_Extracted records:_
* * *

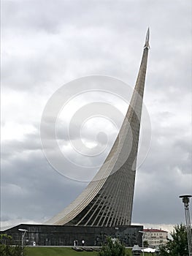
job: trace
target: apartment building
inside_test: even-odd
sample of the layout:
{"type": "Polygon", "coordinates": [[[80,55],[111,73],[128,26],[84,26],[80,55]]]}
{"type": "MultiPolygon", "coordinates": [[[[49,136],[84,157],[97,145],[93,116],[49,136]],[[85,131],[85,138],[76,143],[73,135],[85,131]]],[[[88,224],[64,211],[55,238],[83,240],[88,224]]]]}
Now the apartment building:
{"type": "Polygon", "coordinates": [[[168,241],[168,232],[161,229],[147,228],[144,229],[143,241],[146,241],[149,246],[156,246],[166,244],[168,241]]]}

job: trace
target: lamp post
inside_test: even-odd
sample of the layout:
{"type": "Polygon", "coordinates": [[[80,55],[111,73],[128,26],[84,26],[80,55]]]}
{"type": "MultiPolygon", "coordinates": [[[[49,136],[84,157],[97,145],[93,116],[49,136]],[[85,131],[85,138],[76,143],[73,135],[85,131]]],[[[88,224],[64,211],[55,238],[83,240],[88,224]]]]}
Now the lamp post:
{"type": "Polygon", "coordinates": [[[26,232],[28,232],[28,230],[25,230],[23,228],[19,228],[18,230],[23,232],[22,237],[21,237],[21,247],[22,247],[21,256],[23,256],[23,255],[24,237],[25,237],[26,232]]]}
{"type": "Polygon", "coordinates": [[[184,195],[180,196],[180,197],[182,198],[183,203],[184,203],[184,208],[185,208],[189,256],[192,256],[192,235],[191,235],[191,227],[190,213],[189,213],[189,201],[190,201],[189,198],[191,197],[192,195],[184,195]]]}
{"type": "Polygon", "coordinates": [[[139,231],[139,232],[142,233],[142,255],[144,256],[145,253],[144,253],[143,241],[144,241],[144,237],[145,237],[145,235],[146,232],[144,232],[144,231],[139,231]]]}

* * *

_Your goal:_ Print the full listing exactly, dropping the pictures.

_Output for this exercise:_
job: trace
target: apartment building
inside_test: even-odd
sample of the layout:
{"type": "Polygon", "coordinates": [[[80,55],[111,73],[128,26],[84,26],[80,55]]]}
{"type": "MultiPolygon", "coordinates": [[[[49,136],[84,157],[97,145],[93,116],[49,136]],[[85,131],[85,138],[76,143],[73,135],[85,131]]],[[[88,224],[64,211],[55,238],[83,240],[88,224]]]]}
Now the apartment building:
{"type": "Polygon", "coordinates": [[[168,241],[168,232],[161,229],[147,228],[144,229],[143,241],[146,241],[149,246],[156,246],[166,244],[168,241]]]}

job: trace
target: lamp post
inside_test: even-odd
sample of the layout:
{"type": "Polygon", "coordinates": [[[80,55],[111,73],[128,26],[84,26],[80,55]]]}
{"type": "MultiPolygon", "coordinates": [[[[49,136],[84,157],[97,145],[93,116],[49,136]],[[85,131],[85,138],[76,143],[73,135],[85,131]]],[[[88,224],[64,211],[55,238],[83,240],[88,224]]]]}
Now the lamp post:
{"type": "Polygon", "coordinates": [[[26,232],[28,232],[28,230],[25,230],[23,228],[19,228],[18,230],[23,232],[22,237],[21,237],[21,247],[22,247],[21,256],[23,256],[23,255],[24,237],[25,237],[26,232]]]}
{"type": "Polygon", "coordinates": [[[184,195],[180,196],[180,197],[182,198],[183,203],[184,203],[184,208],[185,208],[189,256],[192,256],[192,235],[191,235],[191,227],[190,213],[189,213],[189,201],[190,201],[189,198],[191,197],[192,195],[184,195]]]}
{"type": "Polygon", "coordinates": [[[139,231],[139,232],[142,233],[142,255],[144,256],[145,253],[144,253],[143,241],[144,241],[144,237],[145,237],[145,235],[146,232],[144,232],[144,231],[139,231]]]}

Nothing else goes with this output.